TASK DESCRIPTION: Return, word for word, the lines of the records running from the very start through the line that contains "box: [715, 386, 753, 465]", with both ends included.

Stored items from a collection
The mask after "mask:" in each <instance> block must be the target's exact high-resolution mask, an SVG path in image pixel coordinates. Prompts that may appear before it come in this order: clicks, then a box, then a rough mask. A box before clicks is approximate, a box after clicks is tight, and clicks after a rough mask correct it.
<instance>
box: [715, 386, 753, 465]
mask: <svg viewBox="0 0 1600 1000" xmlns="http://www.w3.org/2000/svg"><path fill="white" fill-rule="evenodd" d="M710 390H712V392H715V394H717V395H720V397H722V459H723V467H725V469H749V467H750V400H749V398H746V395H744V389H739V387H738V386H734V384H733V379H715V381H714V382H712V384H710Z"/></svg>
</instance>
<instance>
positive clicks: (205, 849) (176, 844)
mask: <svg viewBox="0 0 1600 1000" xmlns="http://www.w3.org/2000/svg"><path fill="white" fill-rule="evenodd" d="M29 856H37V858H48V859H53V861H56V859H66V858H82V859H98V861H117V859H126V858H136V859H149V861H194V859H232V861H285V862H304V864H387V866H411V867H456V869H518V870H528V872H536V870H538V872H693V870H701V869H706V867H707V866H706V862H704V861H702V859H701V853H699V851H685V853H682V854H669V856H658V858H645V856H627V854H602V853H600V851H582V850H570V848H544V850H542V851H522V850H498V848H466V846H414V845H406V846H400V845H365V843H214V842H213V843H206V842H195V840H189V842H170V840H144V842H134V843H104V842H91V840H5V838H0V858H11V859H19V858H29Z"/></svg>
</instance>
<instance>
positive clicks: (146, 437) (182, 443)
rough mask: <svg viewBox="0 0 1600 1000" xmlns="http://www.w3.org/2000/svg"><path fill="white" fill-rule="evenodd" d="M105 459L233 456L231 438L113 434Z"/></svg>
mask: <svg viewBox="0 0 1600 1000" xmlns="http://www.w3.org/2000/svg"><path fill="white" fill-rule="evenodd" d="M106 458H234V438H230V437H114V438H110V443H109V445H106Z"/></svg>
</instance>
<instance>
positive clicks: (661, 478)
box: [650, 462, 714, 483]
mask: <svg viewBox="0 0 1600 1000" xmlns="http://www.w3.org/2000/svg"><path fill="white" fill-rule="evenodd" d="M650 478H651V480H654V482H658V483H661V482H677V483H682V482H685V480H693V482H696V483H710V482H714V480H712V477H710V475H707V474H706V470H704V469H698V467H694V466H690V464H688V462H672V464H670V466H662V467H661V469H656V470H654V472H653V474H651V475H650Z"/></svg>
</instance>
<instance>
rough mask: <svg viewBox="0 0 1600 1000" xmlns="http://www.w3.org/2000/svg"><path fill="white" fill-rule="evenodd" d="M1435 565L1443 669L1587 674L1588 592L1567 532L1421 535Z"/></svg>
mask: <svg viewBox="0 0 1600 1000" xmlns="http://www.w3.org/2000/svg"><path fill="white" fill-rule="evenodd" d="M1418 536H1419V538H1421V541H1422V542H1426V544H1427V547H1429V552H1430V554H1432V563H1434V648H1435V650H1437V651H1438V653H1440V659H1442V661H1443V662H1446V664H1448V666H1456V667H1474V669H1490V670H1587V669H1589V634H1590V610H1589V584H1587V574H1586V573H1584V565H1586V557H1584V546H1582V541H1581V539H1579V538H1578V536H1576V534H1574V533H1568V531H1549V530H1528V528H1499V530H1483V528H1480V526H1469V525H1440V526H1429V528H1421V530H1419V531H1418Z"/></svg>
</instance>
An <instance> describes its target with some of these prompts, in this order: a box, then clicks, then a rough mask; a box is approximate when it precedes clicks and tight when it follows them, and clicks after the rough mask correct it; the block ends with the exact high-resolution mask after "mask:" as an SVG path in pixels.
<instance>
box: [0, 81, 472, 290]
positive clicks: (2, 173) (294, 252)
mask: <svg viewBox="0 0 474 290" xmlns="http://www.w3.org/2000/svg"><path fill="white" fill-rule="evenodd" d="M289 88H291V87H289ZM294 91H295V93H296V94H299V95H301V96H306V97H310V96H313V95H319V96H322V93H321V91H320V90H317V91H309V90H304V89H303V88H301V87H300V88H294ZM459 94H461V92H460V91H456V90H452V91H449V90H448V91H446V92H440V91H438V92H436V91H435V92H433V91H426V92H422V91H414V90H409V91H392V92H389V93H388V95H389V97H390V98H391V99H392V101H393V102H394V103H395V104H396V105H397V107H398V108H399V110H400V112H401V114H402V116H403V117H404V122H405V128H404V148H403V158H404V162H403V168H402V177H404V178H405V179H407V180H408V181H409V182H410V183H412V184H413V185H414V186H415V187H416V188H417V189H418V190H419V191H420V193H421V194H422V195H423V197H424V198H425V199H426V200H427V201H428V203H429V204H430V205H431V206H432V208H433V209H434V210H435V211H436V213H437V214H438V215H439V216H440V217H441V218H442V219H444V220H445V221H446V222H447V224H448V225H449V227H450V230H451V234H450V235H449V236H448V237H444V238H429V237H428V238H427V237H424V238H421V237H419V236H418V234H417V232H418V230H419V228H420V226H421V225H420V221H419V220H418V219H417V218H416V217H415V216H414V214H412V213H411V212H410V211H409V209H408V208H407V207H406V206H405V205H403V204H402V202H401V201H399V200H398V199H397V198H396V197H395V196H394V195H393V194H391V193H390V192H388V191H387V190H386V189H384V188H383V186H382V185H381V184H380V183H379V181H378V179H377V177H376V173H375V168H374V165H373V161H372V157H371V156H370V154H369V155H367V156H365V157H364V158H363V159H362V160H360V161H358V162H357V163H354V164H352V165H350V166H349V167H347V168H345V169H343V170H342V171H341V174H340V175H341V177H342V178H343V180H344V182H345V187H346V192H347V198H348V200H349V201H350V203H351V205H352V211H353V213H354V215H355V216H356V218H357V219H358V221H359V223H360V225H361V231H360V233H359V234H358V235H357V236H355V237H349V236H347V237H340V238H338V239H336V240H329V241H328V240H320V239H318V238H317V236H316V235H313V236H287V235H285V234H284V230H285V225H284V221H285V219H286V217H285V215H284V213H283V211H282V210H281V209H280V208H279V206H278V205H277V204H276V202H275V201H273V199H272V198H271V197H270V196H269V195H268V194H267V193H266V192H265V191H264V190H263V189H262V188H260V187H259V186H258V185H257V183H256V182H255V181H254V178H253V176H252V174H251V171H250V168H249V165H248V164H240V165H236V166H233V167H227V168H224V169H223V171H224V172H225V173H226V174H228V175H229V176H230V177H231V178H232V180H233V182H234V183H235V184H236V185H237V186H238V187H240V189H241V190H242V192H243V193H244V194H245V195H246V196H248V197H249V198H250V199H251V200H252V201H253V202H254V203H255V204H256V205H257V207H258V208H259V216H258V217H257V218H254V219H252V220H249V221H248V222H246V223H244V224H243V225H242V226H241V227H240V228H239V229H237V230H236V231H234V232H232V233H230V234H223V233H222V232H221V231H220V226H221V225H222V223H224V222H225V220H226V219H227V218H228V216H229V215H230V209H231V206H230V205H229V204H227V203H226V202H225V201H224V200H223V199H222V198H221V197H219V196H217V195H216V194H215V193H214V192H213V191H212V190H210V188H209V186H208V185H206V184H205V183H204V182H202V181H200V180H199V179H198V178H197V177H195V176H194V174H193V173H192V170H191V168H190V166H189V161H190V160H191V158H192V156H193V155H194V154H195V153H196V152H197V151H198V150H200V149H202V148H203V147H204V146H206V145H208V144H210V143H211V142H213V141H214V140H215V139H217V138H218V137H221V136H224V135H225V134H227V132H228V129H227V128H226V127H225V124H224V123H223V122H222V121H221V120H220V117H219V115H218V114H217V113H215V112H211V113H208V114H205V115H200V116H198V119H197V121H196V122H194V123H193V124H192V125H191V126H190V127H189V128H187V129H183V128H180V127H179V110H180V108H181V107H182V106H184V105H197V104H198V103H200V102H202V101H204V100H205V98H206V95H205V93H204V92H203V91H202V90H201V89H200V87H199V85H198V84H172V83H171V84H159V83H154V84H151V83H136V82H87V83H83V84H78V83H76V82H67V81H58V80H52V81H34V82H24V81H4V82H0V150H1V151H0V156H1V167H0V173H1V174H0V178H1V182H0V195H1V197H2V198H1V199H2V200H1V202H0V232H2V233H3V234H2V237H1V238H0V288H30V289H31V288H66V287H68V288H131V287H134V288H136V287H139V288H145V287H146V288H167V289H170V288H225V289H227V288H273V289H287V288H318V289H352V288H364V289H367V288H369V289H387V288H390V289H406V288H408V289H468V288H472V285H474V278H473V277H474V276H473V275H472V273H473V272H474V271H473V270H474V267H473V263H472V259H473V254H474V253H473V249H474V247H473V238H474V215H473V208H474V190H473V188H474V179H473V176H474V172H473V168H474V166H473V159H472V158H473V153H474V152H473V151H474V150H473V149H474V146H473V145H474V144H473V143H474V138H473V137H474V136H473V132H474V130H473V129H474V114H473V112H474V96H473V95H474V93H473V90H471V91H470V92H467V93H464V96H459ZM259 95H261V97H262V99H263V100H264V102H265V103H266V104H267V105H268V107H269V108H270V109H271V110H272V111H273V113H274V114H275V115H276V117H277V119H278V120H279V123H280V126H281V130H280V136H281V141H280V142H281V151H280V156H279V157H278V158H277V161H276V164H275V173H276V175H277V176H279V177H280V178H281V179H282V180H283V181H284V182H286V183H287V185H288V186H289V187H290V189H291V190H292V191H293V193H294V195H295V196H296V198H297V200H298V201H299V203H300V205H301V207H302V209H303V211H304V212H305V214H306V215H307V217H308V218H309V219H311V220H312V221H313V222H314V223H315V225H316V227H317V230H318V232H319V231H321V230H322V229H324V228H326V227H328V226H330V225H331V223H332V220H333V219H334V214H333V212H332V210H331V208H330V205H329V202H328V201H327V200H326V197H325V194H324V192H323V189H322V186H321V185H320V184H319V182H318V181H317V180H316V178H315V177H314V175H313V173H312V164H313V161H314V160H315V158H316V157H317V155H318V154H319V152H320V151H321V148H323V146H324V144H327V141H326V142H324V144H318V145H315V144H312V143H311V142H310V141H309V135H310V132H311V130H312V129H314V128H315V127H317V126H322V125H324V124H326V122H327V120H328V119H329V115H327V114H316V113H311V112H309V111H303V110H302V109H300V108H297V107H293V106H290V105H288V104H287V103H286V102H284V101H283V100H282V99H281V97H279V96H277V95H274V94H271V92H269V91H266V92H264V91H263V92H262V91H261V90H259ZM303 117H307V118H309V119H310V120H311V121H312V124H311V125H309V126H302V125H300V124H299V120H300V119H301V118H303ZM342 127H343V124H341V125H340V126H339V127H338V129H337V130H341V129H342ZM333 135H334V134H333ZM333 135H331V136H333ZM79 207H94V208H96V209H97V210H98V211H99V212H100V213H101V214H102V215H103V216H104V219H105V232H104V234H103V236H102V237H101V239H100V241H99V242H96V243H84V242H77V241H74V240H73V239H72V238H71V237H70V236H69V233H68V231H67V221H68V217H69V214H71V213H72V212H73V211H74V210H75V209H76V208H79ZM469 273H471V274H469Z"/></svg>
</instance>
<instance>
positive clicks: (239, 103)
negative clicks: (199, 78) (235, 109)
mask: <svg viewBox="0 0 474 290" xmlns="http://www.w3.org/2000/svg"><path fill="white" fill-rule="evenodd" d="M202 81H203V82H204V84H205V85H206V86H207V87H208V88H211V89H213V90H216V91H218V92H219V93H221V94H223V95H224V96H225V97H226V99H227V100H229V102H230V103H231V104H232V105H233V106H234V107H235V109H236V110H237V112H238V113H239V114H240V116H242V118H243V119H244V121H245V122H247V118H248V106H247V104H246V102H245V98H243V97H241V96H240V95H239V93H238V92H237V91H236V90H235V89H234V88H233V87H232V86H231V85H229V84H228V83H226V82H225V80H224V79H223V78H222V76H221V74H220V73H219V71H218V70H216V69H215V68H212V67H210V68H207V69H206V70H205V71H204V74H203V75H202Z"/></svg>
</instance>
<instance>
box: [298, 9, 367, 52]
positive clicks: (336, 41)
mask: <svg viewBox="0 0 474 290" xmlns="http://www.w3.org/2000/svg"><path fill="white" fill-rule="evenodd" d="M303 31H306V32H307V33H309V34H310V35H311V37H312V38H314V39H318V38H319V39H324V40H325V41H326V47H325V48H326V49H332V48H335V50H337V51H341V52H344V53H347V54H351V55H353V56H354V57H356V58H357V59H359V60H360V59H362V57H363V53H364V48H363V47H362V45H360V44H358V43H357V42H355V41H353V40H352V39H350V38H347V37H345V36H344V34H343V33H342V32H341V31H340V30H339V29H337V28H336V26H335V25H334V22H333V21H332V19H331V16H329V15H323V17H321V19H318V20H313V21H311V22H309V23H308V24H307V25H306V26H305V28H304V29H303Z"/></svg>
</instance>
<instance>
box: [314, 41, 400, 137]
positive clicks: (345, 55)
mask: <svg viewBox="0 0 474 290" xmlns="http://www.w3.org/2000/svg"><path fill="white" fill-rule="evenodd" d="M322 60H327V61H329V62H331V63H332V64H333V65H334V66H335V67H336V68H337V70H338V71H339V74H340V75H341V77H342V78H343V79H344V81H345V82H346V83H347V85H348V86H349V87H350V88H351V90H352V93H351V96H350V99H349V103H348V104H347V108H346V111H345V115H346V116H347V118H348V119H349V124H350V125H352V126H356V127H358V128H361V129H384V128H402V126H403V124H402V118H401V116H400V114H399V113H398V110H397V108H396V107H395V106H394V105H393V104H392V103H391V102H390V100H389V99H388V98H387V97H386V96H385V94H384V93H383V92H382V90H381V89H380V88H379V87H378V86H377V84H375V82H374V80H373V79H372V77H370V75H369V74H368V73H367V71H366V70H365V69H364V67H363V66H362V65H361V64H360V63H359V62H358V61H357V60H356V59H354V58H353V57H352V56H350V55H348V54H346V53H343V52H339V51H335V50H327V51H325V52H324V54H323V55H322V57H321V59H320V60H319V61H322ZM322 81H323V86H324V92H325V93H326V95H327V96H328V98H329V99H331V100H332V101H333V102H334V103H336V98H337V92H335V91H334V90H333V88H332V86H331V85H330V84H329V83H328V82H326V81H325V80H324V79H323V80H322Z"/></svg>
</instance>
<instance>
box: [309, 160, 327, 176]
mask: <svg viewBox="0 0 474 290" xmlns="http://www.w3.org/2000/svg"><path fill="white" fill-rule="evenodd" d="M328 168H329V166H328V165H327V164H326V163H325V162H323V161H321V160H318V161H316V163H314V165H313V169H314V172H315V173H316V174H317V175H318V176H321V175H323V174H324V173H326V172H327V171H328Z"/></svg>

OUTPUT BELOW:
The mask after "mask:" in each <instance> block must be the target's exact high-resolution mask, an SVG path in image pixel coordinates. Prompts that may appear before it come in this order: clicks, then a box, then a rough mask. A box before clicks is approximate, a box after clicks is tight, and clicks after a rough mask correct it.
<instance>
box: [715, 386, 753, 465]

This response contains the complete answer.